▶ _TEXTAUSZUG_
====================
Am 12. November 2019 verkündete Elon Musk – der Mann ist die fleischgewordene Reinkarnation des amerikanischen Tellerwäschertraumes … – im Berliner Axel-Springer-Haus den Anbruch goldener Zeiten für Brandenburg, genauer gesagt für Ostbrandenburg. Von einer Milliarde Euro Investitionssumme für einen europäischen Tesla-Produktionsstandort war die Rede und von 12.000 neuen Arbeitsplätzen. Auf Zeit-Online schwärmte Ministerpräsident Dietmar Woidke (SPD): „Das erste Mal gelingt es hier bei uns in Brandenburg zu zeigen, dass Klimaschutz und die Schaffung von Wohlstand und Arbeitsplätzen Hand in Hand gehen können.“
Zu dem Zeitpunkt war noch keine einzige Schaufel Sand bewegt, geschweige denn waren die Genehmigungsverfahren auch nur ansatzweise in Gang gesetzt worden. Prae festum hatte Woidke im Silicon-Valley-Rausch die Pleiten mit der Frankfurter Chipfabrik und dem Lausitzer Cargolifter völlig verdrängt. Noch während Musk auf Standortsuche war – das stille Grünheide zwischen Erkner und Fürstenwalde war nur eine von drei Optionen – sicherte der Ministerpräsident ihm am 28. August 2019 die unbedingte Unterstützung der Landesregierung zu. Die Welt am Sonntag zitiert das Schreiben im März 2020: „Wir werden Sie deshalb mit allen geeigneten Möglichkeiten bei der Sicherung Ihrer zeitlichen Ziele unterstützen. […] Für alle im Zusammenhang mit der von Ihnen geplanten Investition erforderlichen genehmigungsrechtlichen Fragen […] sichere ich Ihnen eine umgehende und schnelle Bearbeitung zu.“ In allgemein verständliches Deutsch übersetzt: Machen Sie mal, wir halten Ihnen den Rücken frei. Ein Freifahrtschein.
====================
▶ _ZIEL DER ÜBUNG_
Beantworte anhand des Auszugs zur Tesla-Ansiedlung in Brandenburg diese Fragen:
1. Von wie vielen neuen Arbeitsplätzen war bei Musks Ankündigung die Rede?
2. An welchem Tag sicherte der Ministerpräsident Musk die Unterstützung der Landesregierung zu?
3. Zwischen welchen beiden Orten liegt Grünheide?
Stütze dich ausschließlich auf den Auszug.

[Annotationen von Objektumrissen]
====================
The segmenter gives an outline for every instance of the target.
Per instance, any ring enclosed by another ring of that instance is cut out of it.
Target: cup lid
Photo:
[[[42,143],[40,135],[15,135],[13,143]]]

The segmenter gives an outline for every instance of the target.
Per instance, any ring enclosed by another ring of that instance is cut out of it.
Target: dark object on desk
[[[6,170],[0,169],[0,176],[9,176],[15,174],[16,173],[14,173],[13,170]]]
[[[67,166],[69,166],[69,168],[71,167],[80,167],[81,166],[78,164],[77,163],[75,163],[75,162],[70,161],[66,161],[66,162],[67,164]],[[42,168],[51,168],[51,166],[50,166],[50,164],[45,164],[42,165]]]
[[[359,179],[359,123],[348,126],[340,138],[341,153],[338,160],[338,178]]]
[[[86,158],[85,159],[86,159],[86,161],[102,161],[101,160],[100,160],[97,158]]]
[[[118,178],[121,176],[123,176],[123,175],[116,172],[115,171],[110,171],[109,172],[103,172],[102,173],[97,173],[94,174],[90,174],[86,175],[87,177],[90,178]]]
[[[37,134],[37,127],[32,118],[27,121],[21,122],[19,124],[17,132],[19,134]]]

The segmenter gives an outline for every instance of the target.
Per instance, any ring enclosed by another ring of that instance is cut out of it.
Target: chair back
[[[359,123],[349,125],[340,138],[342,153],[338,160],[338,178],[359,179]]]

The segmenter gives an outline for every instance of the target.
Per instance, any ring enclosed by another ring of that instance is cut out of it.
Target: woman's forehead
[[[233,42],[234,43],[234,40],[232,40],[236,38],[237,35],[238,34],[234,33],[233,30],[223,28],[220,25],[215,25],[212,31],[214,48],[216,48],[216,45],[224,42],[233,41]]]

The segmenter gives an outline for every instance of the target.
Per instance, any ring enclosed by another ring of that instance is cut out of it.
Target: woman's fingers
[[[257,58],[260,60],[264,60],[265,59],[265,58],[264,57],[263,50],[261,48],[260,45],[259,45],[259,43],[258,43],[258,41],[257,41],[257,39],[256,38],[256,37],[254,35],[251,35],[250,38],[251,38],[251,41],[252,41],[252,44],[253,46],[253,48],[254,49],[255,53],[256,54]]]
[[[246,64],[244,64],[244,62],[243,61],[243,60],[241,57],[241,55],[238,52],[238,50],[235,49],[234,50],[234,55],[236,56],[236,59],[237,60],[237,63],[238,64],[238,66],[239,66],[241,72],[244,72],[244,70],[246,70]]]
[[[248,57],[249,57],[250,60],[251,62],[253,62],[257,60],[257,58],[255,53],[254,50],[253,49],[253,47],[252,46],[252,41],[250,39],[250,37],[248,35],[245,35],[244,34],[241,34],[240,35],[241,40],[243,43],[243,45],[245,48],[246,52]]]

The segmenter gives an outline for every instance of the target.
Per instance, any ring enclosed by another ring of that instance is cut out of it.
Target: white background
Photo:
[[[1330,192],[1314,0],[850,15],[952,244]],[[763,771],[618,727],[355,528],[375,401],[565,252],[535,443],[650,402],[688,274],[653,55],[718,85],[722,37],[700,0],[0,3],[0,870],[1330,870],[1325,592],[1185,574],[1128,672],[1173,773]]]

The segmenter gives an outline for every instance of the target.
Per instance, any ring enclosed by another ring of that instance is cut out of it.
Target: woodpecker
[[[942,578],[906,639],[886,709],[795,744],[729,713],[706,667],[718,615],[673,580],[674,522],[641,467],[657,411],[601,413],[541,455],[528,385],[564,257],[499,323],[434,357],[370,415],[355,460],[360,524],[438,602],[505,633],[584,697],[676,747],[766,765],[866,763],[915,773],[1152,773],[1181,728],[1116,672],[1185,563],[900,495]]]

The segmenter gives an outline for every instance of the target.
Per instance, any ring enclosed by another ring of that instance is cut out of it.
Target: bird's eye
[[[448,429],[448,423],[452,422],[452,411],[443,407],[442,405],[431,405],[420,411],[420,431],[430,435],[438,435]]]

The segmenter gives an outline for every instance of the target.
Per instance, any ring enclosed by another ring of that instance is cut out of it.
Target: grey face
====================
▶ _DAS ERGEBNIS_
1. Von 12.000 neuen Arbeitsplätzen.
2. Am 28. August 2019.
3. Zwischen Erkner und Fürstenwalde.